** Start **

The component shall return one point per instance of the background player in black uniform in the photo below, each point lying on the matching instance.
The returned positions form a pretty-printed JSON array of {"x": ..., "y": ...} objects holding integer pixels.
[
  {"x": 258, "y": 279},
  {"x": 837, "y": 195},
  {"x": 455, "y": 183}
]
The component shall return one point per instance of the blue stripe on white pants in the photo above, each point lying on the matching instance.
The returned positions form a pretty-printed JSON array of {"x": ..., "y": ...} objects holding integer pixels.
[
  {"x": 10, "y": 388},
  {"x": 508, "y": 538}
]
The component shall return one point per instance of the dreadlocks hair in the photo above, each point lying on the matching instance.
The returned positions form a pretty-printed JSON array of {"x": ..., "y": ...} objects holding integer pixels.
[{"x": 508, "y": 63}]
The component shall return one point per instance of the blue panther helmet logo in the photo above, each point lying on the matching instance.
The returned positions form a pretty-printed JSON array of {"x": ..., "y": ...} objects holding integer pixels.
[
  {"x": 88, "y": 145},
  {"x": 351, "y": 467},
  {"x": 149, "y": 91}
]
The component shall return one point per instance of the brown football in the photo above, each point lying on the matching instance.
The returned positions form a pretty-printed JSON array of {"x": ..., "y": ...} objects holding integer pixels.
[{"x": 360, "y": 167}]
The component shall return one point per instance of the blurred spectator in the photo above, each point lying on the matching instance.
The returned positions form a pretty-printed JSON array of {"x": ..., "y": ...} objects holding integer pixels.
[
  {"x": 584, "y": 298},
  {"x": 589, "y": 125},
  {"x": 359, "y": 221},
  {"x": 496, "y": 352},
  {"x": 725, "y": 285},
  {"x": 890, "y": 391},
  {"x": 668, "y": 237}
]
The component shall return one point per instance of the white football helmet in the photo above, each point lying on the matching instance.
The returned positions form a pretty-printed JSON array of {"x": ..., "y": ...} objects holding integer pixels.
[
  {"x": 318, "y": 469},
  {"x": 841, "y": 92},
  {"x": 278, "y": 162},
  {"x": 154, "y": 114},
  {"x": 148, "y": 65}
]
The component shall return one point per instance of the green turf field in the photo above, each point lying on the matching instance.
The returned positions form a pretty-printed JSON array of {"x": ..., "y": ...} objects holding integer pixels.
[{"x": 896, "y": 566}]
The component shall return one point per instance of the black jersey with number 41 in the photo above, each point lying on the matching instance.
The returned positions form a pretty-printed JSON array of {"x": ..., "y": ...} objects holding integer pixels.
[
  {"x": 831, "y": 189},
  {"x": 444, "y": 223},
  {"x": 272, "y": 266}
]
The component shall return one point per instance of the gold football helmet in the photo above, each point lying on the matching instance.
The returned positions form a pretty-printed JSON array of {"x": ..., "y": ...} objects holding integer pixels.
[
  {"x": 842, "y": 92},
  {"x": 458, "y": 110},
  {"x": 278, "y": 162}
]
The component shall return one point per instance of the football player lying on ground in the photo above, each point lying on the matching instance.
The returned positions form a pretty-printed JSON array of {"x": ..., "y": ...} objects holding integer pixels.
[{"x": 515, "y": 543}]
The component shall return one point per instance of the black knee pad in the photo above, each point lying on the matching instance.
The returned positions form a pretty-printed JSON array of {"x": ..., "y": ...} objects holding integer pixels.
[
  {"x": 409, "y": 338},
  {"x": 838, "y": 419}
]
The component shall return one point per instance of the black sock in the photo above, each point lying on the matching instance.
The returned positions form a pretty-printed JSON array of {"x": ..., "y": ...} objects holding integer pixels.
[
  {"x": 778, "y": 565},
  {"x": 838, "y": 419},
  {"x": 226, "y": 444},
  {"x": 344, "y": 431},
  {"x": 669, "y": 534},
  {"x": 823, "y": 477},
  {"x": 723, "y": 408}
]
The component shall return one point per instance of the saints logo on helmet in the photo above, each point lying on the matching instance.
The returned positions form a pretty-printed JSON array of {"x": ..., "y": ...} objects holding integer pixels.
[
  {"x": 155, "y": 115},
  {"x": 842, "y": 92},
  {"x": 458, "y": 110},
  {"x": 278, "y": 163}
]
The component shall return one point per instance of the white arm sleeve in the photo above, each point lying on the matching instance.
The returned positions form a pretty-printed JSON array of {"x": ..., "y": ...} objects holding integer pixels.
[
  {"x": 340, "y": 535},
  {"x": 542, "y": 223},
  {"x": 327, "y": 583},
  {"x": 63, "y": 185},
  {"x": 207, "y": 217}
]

** End **

* Task goal
Write the listing out again, exactly as it reads.

* Written reply
The component shall return one point per instance of the background player in black uniform in the photo below, each point lying on the matching instance.
The returned positions form a pretty-printed JSON array of {"x": ..., "y": ...} objects holding integer pixels.
[
  {"x": 258, "y": 279},
  {"x": 837, "y": 195},
  {"x": 455, "y": 183}
]
The component shall return one point per instance of the blue stripe on white pants in the photo above, each point lying on the matching instance.
The returned positions form a pretty-printed JSON array of {"x": ..., "y": ...} objects holding integer pixels.
[
  {"x": 10, "y": 388},
  {"x": 508, "y": 538}
]
The component shall return one point per instance of the dreadlocks hair in the photo above, each point lying on the matching instance.
The returned positions form a pretty-printed JSON array of {"x": ..., "y": ...} objects holding integer pixels.
[{"x": 508, "y": 63}]
The component shall return one point per instance of the blue panther helmet logo in the photo above, each point lying on the matching instance.
The returned positions form a pretty-printed JSON array of {"x": ..., "y": ...} objects holding integer pixels.
[
  {"x": 88, "y": 145},
  {"x": 351, "y": 467},
  {"x": 149, "y": 91}
]
The component shall return one point per instance of the brown football in the photo above, each point lying on the matching instance.
The returned positions form a pretty-printed JSON array of {"x": ..., "y": ...} objects holding integer pixels.
[{"x": 360, "y": 167}]
The component shall return one point per instance of the blurred spectator in the photo above, each point lying on the matching instance.
The returned positions form a pretty-printed JSON array of {"x": ..., "y": ...} objects holding integer pixels.
[
  {"x": 584, "y": 298},
  {"x": 589, "y": 125},
  {"x": 359, "y": 221},
  {"x": 496, "y": 352},
  {"x": 725, "y": 285},
  {"x": 890, "y": 391},
  {"x": 668, "y": 237}
]
The component shall return one point per instance of the white football helmet in the photo above, each point lying on the matching instance.
The returned positions form a pretty-printed JSON array of {"x": ..., "y": ...} objects holding integer pixels.
[
  {"x": 318, "y": 469},
  {"x": 841, "y": 92},
  {"x": 278, "y": 162},
  {"x": 154, "y": 114},
  {"x": 148, "y": 65}
]
The component shall return one point per instance of the green turf field in the photo above, each point lying on the matching instance.
The returned positions form a pretty-printed JSON array of {"x": ..., "y": ...} objects holding integer pixels.
[{"x": 896, "y": 566}]
The component shall return one point per instance of the black jersey with number 41 in the photo above, each point lying on the matching instance.
The returned positions form a pretty-printed JSON array of {"x": ..., "y": ...} objects holding integer pixels.
[
  {"x": 831, "y": 189},
  {"x": 444, "y": 223},
  {"x": 272, "y": 266}
]
The component shall return one point per instance of the gold football helmet in the photo above, each point lying on the matching instance.
The returned positions form a pretty-printed JSON array of {"x": ..., "y": ...} objects holding integer pixels.
[
  {"x": 842, "y": 92},
  {"x": 458, "y": 110},
  {"x": 278, "y": 162}
]
The component shall return one point per instance of the football player lying on ground in the photo above, each point lying on the matching instance.
The returned positions form a pretty-printed JSON array of {"x": ..., "y": ...} objects holding integer pixels.
[{"x": 515, "y": 543}]
The component shall return one point per instance of the black knee pad in the photo above, each point lying on the matching instance.
The returned positions form a pretty-printed JSON array of {"x": ..., "y": ...} objects holding integer pixels.
[
  {"x": 409, "y": 338},
  {"x": 838, "y": 419}
]
The component shall return one point per instance of the black sock in the photo above, each point lying on the matching instance.
The returned positions form a pretty-printed JSON array of {"x": ..., "y": ...} objects holding integer pixels.
[
  {"x": 778, "y": 565},
  {"x": 838, "y": 419},
  {"x": 226, "y": 444},
  {"x": 344, "y": 431},
  {"x": 669, "y": 534},
  {"x": 823, "y": 477},
  {"x": 723, "y": 408}
]
The component shall return one point per instance of the saints logo on helmet in the photo above, each point lying on the matching instance.
The returned positions form a pretty-printed JSON array of {"x": ..., "y": ...} objects holding integer pixels.
[
  {"x": 155, "y": 115},
  {"x": 842, "y": 92},
  {"x": 458, "y": 110},
  {"x": 278, "y": 163}
]
The component shall return one point per instance of the white arm sleeve in the photo above, each point lying on the matching instance.
The returned positions form a pretty-printed JSON array of {"x": ..., "y": ...} objects holding integer pixels.
[
  {"x": 340, "y": 535},
  {"x": 542, "y": 223},
  {"x": 327, "y": 583},
  {"x": 63, "y": 185},
  {"x": 207, "y": 217}
]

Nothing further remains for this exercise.